▸ **RECORD SET**:
'''

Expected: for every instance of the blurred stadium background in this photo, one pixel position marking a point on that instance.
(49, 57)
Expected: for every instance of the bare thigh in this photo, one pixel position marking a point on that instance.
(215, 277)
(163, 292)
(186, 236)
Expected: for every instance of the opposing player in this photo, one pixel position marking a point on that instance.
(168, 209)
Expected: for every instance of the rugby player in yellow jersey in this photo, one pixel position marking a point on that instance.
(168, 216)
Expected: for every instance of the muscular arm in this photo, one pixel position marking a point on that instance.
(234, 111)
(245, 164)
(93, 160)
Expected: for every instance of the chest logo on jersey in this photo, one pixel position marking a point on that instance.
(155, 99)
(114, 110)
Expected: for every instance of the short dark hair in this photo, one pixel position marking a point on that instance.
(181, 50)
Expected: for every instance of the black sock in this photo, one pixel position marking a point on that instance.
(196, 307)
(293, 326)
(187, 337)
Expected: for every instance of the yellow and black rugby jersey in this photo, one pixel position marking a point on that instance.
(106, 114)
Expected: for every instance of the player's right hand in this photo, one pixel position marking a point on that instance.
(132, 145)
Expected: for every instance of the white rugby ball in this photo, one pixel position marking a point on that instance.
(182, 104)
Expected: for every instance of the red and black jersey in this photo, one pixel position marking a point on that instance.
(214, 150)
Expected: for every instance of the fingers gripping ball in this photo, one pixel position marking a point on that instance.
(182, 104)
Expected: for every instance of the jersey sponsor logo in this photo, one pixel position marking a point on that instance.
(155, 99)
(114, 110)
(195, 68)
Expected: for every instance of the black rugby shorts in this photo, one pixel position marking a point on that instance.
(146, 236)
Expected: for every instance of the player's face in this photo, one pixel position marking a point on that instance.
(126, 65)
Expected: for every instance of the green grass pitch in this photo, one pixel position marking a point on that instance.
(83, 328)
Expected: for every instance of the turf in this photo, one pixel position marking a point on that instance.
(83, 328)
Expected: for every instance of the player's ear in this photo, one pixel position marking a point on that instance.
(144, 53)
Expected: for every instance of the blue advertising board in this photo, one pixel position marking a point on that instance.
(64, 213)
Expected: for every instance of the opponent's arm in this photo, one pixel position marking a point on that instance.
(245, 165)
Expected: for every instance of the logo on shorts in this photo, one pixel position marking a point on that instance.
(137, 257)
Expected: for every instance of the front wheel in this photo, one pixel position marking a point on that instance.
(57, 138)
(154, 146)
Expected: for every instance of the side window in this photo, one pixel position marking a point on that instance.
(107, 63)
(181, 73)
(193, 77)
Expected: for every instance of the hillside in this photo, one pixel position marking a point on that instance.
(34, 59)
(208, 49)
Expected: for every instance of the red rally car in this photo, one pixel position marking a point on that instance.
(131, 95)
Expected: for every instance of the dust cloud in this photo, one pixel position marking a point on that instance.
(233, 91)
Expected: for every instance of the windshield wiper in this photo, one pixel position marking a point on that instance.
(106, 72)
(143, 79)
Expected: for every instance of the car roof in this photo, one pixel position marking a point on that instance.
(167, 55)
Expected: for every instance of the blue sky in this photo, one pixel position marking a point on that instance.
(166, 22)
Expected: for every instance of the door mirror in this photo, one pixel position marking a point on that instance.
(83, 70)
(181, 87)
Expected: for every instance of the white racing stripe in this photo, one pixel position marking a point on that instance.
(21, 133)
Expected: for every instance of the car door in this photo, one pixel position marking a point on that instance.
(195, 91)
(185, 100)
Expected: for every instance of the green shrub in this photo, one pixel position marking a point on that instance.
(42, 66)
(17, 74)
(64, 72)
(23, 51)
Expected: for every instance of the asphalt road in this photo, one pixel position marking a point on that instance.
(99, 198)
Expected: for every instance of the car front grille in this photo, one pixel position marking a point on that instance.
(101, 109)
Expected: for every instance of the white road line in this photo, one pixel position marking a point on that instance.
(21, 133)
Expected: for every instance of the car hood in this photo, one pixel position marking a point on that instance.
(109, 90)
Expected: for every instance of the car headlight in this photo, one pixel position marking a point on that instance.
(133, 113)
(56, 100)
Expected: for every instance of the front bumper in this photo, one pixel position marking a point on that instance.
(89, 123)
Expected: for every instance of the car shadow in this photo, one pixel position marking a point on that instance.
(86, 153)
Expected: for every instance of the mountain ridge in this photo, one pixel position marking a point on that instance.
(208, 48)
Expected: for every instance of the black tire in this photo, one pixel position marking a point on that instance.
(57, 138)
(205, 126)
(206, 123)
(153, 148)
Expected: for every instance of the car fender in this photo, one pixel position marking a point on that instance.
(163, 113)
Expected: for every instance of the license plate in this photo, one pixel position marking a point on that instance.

'''

▸ **TASK GOAL**: Repeat the material above in full, exactly as it stands.

▸ **ANSWER TO THIS TASK**:
Expected: for every instance of the blurred stadium background in this photo, one pixel position marking a point on that instance.
(49, 57)
Expected: for every instance of the bare thigh in this photo, one pixel position marking a point on that instance.
(215, 277)
(163, 292)
(186, 236)
Expected: for every instance of the opposing player in this photo, one pixel position marking a point on that instance.
(168, 209)
Expected: for every instance of the rugby player in yellow jersey in this photo, one pixel position marking a point on that instance.
(168, 216)
Expected: for every instance of the muscular arm in this photo, one pixel position marking a point on that instance.
(234, 111)
(245, 164)
(93, 160)
Expected: for every instance of the chest logo on jersey in this photo, one pixel position marking a point on that instance.
(155, 99)
(114, 110)
Expected: for every instance of the short dark hair in this photo, one pixel position marking a point on that instance.
(181, 50)
Expected: for every instance of the black sock in this photo, one pixel position marking a point on that instance.
(196, 307)
(293, 326)
(187, 337)
Expected: for every instance of the yellow and black rugby jersey in this photo, one pixel position marking a point on that instance.
(106, 114)
Expected: for every instance of the player's right hand in this photo, one pixel position marking a point on that instance.
(132, 145)
Expected: for every instance of the white rugby ball in this photo, one pixel position marking a point on that instance.
(182, 104)
Expected: for every instance of the red and black jersey in this photo, one pixel position marking a point on that instance.
(214, 150)
Expected: for every instance of the fingers gripping ball in this photo, one pixel position marking a point on that instance.
(182, 104)
Expected: for every instance of the jersey sponsor logo in this photo, one pixel position marking a point on that instance.
(155, 99)
(114, 110)
(195, 68)
Expected: for every instance of the black rugby shorts in this photo, one pixel position marking a point on that instance.
(146, 236)
Expected: for every instance of the player's face in this photo, one pixel position marking a point on that instance.
(126, 65)
Expected: for every instance of the green grass pitch in this photo, one pixel position marking a point on that instance.
(83, 328)
Expected: for every instance of the turf in this photo, one pixel position marking a point on that instance.
(83, 328)
Expected: for every instance of the player's ear in this photo, one pixel position marking a point on that instance.
(144, 53)
Expected: for every instance of the blue advertising board in this photo, one pixel position marking a point on that instance.
(64, 213)
Expected: for every instance of the opponent's arm in this photo, one pixel position marking a point on that instance.
(245, 165)
Expected: for every instance of the logo on shorts in this photo, one pixel position marking a point on that instance.
(137, 257)
Expected: for every instance of the front wheel in this photo, one pixel position marking a point on that instance.
(57, 138)
(154, 146)
Expected: for every instance of the side window in this photo, one pixel position marking a point on that instance.
(107, 63)
(181, 73)
(193, 77)
Expected: for every instance of the hillside in this photo, one pixel position marking a point on that instance.
(34, 59)
(208, 49)
Expected: for every instance of the red rally car in this photo, one pixel position marking a point on that instance.
(131, 95)
Expected: for every instance of the dust cloud in this photo, one pixel position marking a point on that instance.
(233, 91)
Expected: for every instance of the windshield wiper in this photo, one pixel position marking a point on that instance.
(106, 72)
(143, 79)
Expected: for every instance of the car roof in this photo, one pixel position marking a point on that instance.
(167, 55)
Expected: for every instance of the blue sky in this photo, one pixel position marking a point on that instance.
(166, 22)
Expected: for every instance of the door mirror in this photo, one pixel position marking a point on that instance.
(83, 70)
(181, 87)
Expected: for every instance of the white racing stripe in this photo, one pixel position marking a point on that instance.
(21, 133)
Expected: for every instance of the car door in this photo, one pixel position marking a point on that instance.
(195, 91)
(185, 100)
Expected: for every instance of the green shrub in this photo, one pixel position marking a point on that instance.
(42, 66)
(17, 74)
(64, 72)
(23, 51)
Expected: for every instance of the asphalt road in this photo, one pixel position marking a point on that instance.
(99, 198)
Expected: for every instance of the car front grille in this photo, one pixel position marking a point on that instance.
(101, 109)
Expected: for every instance of the white road line in this photo, one pixel position marking a point on that instance.
(21, 133)
Expected: for every instance of the car hood in this photo, one pixel position marking a point on that instance.
(109, 90)
Expected: for every instance of the car headlight in this photo, one pixel position marking a point on that instance.
(133, 113)
(56, 100)
Expected: for every instance of the front bumper in this photo, one pixel position marking a point on that instance.
(89, 123)
Expected: for every instance of the car shadow in this photo, one pixel position marking a point on that instance.
(86, 153)
Expected: for every instance of the mountain ridge in this photo, one pixel position marking a point on that instance.
(208, 48)
Expected: for every instance of the black tire in this photo, one pixel position marking a point on that instance.
(57, 138)
(205, 126)
(206, 123)
(153, 148)
Expected: for every instance of the car fender in this photo, one pixel position marking a point on that instance.
(163, 113)
Expected: for every instance of the license plate in this photo, one pixel position marking a point on that instance.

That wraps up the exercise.